• [Source data]

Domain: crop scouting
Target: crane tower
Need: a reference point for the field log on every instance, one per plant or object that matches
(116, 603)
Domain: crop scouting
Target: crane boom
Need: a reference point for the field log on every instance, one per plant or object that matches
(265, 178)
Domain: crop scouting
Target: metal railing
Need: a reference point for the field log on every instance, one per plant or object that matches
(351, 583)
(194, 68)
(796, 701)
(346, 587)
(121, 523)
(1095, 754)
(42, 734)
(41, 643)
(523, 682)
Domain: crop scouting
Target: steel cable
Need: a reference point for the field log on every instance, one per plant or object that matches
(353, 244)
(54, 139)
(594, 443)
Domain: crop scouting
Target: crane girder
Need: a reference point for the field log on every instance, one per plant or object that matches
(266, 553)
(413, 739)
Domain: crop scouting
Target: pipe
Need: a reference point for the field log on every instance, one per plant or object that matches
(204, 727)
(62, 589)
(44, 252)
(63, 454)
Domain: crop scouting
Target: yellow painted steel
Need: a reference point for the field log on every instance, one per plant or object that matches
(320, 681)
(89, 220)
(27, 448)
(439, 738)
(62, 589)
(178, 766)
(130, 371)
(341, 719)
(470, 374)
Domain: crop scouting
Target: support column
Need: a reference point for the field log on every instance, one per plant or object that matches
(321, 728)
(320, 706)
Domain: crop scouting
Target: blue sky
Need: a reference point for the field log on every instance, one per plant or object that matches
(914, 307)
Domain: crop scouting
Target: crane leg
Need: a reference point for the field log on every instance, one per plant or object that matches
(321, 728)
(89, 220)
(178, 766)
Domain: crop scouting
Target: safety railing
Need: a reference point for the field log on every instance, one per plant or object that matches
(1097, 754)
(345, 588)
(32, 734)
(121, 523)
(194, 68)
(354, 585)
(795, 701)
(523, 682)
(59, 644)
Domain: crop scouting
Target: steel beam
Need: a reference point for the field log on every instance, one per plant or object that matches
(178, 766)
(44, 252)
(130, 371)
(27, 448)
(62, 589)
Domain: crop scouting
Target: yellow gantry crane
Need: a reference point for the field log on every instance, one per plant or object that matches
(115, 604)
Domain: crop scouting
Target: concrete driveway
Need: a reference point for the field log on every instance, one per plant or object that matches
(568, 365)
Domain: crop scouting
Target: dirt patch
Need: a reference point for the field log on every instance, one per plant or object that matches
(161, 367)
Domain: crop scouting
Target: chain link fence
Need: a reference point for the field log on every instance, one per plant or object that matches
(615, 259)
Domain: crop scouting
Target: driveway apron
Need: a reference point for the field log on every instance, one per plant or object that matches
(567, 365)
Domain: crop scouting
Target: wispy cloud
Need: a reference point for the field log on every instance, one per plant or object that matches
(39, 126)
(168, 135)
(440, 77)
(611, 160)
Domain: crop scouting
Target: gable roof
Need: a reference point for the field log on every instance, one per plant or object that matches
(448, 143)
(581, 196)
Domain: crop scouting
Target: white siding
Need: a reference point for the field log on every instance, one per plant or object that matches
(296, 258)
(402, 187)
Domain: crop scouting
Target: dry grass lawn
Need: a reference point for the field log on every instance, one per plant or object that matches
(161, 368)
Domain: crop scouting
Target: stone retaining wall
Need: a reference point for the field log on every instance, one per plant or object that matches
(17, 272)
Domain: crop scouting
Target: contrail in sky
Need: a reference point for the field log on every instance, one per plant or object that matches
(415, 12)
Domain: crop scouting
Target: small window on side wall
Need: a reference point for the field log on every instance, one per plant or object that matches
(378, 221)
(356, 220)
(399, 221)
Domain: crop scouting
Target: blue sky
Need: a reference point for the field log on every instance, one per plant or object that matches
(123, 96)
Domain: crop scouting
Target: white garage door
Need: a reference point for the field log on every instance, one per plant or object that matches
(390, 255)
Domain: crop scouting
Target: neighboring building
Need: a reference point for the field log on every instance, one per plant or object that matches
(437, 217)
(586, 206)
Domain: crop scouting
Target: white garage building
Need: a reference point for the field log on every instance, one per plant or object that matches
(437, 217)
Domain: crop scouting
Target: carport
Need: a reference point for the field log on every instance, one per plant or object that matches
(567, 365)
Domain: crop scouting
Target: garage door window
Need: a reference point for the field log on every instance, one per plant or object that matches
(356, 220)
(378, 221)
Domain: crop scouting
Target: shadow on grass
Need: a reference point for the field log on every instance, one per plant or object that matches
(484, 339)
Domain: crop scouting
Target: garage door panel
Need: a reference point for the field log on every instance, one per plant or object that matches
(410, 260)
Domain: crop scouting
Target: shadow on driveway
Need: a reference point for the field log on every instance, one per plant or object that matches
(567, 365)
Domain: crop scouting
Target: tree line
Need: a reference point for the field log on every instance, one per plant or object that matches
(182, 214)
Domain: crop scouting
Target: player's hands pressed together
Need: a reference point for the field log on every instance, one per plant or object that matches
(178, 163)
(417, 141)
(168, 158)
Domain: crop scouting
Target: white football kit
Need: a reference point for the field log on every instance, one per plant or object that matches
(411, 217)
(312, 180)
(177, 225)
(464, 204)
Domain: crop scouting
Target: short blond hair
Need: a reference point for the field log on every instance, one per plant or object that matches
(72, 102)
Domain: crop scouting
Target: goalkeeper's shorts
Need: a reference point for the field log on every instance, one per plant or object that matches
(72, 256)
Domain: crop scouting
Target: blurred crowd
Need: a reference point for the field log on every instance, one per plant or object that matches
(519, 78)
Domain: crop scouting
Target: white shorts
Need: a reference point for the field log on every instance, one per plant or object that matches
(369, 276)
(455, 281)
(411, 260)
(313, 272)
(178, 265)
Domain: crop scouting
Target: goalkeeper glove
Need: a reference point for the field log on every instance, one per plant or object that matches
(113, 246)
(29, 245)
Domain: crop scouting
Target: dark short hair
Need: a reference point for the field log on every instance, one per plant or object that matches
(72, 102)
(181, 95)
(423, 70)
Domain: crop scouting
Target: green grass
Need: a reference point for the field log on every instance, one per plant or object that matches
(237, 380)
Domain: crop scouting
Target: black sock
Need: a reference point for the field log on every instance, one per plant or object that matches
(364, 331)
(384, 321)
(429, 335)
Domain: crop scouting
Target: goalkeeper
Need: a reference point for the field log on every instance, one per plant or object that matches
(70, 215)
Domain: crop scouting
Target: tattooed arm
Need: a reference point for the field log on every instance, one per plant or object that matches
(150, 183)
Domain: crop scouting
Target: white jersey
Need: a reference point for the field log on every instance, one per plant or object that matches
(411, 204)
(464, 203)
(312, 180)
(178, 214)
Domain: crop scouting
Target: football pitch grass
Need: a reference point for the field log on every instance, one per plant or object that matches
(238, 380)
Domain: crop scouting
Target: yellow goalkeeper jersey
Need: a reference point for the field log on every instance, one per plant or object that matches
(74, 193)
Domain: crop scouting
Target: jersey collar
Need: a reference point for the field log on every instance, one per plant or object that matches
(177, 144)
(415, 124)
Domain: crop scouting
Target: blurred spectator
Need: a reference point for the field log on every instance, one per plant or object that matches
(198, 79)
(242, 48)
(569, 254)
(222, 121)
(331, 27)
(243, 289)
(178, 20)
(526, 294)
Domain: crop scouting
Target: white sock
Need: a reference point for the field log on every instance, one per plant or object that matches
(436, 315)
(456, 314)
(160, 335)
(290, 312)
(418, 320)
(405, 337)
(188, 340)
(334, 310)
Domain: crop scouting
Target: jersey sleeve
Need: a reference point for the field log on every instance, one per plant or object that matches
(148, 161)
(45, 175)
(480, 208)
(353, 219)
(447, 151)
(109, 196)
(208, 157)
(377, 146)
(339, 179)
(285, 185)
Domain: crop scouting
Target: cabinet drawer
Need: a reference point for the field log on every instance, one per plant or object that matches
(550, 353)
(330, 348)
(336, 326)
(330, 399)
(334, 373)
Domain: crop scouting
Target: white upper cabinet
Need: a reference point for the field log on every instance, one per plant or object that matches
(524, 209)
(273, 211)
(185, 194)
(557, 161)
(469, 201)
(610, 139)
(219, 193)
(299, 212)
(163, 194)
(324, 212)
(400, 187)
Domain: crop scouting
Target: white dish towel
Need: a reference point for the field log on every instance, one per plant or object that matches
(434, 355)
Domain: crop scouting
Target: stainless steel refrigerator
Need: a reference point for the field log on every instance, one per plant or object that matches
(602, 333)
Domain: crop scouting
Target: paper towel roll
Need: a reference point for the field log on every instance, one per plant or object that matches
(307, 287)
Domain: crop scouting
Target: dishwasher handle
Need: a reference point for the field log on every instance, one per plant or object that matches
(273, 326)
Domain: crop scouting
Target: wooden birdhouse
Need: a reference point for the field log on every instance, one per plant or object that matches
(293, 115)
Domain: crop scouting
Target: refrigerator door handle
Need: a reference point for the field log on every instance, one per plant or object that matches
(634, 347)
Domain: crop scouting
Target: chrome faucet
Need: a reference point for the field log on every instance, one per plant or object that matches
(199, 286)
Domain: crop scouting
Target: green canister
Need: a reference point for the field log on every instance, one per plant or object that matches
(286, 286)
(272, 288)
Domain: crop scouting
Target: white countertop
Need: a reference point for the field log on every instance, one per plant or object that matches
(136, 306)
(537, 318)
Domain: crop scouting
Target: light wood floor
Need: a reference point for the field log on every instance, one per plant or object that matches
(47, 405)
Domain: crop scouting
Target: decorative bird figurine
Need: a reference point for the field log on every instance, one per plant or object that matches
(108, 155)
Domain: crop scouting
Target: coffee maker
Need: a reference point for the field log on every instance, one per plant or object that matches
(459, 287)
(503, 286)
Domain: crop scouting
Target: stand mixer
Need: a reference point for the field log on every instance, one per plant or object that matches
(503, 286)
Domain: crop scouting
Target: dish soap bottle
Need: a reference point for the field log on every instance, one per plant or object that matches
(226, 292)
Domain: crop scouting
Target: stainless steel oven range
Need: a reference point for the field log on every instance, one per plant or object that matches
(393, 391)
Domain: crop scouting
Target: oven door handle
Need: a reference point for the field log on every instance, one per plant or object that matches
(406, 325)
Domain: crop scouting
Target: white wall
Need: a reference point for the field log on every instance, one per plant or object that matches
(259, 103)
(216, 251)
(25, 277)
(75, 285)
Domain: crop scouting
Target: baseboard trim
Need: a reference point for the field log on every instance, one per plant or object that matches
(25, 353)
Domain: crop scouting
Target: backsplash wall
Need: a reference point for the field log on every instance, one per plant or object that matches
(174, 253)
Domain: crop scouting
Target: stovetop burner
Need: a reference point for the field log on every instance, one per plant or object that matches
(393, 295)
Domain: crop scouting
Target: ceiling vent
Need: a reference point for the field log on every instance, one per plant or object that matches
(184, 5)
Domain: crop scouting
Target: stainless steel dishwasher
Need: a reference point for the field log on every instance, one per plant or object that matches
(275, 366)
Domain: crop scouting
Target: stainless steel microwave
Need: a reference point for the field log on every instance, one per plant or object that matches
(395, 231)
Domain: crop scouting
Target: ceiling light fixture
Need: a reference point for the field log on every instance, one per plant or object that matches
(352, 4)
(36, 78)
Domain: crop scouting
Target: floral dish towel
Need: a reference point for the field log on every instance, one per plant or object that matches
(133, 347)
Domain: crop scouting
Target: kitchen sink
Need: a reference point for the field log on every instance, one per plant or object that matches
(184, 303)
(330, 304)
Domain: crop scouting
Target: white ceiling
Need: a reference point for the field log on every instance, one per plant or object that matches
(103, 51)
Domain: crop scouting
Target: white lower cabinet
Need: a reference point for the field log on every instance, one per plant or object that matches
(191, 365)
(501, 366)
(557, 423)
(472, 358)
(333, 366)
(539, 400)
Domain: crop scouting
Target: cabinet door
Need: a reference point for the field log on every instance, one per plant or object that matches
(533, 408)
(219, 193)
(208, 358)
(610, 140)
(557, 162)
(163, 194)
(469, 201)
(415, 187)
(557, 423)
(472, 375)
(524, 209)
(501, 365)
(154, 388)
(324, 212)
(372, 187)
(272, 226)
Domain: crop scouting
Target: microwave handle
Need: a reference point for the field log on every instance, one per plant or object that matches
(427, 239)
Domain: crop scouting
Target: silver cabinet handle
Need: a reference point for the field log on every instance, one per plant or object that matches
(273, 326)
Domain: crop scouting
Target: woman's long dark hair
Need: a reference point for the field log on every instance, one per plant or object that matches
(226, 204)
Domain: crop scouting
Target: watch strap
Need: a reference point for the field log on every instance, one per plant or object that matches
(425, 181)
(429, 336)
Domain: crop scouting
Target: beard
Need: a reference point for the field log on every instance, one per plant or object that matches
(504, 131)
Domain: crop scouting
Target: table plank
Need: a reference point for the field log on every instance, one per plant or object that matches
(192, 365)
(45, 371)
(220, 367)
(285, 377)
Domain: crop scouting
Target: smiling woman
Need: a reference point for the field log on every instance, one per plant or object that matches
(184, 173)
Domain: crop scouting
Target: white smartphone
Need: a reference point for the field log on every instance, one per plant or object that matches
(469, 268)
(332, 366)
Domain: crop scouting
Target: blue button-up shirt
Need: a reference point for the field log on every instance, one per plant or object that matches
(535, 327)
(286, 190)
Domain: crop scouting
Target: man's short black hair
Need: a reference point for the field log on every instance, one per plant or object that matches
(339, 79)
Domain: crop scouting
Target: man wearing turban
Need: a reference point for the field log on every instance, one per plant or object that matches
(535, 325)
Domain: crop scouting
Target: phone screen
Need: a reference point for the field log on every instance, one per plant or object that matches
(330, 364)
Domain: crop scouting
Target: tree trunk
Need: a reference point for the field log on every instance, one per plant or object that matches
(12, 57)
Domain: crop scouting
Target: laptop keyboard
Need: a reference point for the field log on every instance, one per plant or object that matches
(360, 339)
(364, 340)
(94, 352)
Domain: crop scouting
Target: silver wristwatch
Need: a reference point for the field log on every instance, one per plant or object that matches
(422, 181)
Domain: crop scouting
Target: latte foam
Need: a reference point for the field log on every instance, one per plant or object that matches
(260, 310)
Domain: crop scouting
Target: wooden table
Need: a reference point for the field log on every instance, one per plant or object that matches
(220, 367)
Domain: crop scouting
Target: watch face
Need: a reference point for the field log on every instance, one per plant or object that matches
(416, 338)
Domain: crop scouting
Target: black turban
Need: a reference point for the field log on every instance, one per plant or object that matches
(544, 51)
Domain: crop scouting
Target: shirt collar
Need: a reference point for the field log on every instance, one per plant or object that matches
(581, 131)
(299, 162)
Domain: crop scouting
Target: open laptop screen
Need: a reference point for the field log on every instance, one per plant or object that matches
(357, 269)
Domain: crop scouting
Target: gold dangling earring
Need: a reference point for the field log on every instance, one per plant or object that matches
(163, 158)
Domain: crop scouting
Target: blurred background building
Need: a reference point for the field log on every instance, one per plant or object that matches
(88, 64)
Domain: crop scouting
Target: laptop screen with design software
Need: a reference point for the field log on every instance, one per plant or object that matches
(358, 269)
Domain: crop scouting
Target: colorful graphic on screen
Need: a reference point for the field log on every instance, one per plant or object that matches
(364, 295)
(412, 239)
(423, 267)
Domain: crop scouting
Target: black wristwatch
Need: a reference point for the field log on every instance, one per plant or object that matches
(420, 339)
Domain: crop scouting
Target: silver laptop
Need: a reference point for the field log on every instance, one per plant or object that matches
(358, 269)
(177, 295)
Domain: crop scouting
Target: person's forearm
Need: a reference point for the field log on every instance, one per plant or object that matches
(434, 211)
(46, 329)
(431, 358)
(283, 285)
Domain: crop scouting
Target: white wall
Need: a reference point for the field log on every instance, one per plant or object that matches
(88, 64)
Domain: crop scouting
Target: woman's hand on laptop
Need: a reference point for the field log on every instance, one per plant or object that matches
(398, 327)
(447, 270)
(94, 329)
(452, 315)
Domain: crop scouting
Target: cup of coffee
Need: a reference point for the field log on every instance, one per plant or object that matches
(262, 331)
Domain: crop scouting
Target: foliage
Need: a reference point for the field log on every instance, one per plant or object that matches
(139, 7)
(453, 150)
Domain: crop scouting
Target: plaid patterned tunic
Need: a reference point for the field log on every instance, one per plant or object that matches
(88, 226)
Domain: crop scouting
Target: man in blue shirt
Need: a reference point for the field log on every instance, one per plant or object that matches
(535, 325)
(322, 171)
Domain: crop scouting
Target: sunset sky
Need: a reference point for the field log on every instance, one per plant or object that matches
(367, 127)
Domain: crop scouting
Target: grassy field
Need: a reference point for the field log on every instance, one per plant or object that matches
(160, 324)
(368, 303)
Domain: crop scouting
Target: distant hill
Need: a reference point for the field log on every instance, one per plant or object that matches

• [Your task] Across all the lines of the data, count those that include the word "screen" and reply with that number only.

• [Response to this task] 4